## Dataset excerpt
□ □ □ □ □ □ □

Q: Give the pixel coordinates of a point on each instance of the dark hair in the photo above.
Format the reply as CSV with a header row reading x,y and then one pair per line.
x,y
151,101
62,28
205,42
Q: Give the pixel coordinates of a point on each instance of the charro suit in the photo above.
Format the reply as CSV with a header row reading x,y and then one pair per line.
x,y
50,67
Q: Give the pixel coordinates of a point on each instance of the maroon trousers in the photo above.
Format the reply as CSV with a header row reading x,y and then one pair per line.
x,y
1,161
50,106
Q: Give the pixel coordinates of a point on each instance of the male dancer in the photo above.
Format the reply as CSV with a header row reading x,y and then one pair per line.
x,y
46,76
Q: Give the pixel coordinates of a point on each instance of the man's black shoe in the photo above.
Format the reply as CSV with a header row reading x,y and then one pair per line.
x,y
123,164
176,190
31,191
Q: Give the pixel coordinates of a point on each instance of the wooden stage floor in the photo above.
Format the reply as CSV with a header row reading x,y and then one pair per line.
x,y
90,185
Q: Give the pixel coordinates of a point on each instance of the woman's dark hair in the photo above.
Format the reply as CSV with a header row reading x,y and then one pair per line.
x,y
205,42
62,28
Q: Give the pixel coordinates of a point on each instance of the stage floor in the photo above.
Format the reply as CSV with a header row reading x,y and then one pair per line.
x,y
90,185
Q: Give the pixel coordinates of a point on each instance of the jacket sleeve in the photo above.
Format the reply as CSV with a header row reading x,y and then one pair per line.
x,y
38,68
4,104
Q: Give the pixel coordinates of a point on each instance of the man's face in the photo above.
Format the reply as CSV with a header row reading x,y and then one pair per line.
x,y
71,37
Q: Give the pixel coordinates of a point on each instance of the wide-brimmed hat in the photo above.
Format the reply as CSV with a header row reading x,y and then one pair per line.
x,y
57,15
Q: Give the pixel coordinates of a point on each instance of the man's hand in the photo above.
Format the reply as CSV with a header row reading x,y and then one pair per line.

□ □ □ □ □ □ □

## Problem to solve
Copy the lines of the listing word for word, starting at the line that contains "hand in the photo above." and ending at the last line of the listing.

## Solution below
Q: Give the pixel coordinates of a point on each instance of the man's hand in the photo above.
Format the reply as CSV with a header row reading x,y and then one pair per line.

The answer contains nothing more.